TEXT BLOCK
I earned a BS in Electrical Engineering from Clemson University and PhD in Physics from NC State University before pursuing a postdoctoral fellowship in Structural Biology at the University of the Western Cape and the University of Cape Town. My early research in the biological sciences used NMR spectroscopy to study protein structure, function, and interactions before my first exposure to nascent NGS and the broader field of bioinformatics.
In 2012, I joined the University of KwaZulu-Natal in Durban as a lecturer in Electronic and Computer Engineering, before moving back to Cape town in 2016 as the Bioinformatics Service Platform manager at the CSIR Centre for High Performance Computing. After a change in plans due to the COVID-19 pandemic, I undertook a temporary grant-linked Research Associate in Physics at Clemson University working on data analysis for a NASA project. From there, I joined the Clemson University Center for Human Genetics in Greenwood as a Bioinformatician/Programmer in November of 2021.
I am interested in a wide range of topics related to the understanding complex biological systems at the molecular and cellular level using computational methods. These include gaining insight into the relationship between genotype and phenotype, the mechanisms of gene expression and regulation, RNA transcription, processing and folding, systems biology, epigenetics, developmental biology, neurobiology, and host pathogen interactions as well as noncommunicable chronic disease.

WHAT NEEDS TO BE DONE
According to the professional biography, in what month and year did the author join the Clemson University Center for Human Genetics in Greenwood?

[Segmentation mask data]
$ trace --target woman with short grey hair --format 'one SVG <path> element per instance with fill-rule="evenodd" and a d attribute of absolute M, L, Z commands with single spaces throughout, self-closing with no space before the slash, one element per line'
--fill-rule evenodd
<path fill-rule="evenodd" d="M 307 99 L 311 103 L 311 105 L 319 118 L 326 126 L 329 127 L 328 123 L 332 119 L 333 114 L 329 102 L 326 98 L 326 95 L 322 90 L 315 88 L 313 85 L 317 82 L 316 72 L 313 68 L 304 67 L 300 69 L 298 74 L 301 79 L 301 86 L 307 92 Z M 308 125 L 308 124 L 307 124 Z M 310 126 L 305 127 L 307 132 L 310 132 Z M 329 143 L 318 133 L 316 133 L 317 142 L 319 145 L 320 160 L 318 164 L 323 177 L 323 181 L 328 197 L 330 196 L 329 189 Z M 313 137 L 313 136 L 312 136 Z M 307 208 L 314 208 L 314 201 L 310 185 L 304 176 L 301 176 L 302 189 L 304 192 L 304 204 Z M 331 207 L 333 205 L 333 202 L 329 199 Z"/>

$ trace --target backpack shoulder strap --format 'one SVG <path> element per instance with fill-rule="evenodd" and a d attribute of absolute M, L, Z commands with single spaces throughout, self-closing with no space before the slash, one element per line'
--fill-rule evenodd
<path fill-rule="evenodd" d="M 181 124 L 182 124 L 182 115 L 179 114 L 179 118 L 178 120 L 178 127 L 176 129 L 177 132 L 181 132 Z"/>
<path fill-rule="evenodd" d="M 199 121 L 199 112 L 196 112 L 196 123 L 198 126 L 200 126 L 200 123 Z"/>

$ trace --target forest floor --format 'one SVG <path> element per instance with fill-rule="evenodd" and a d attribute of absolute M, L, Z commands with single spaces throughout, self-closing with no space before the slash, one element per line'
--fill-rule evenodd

SOLUTION TO THE PROBLEM
November 2021.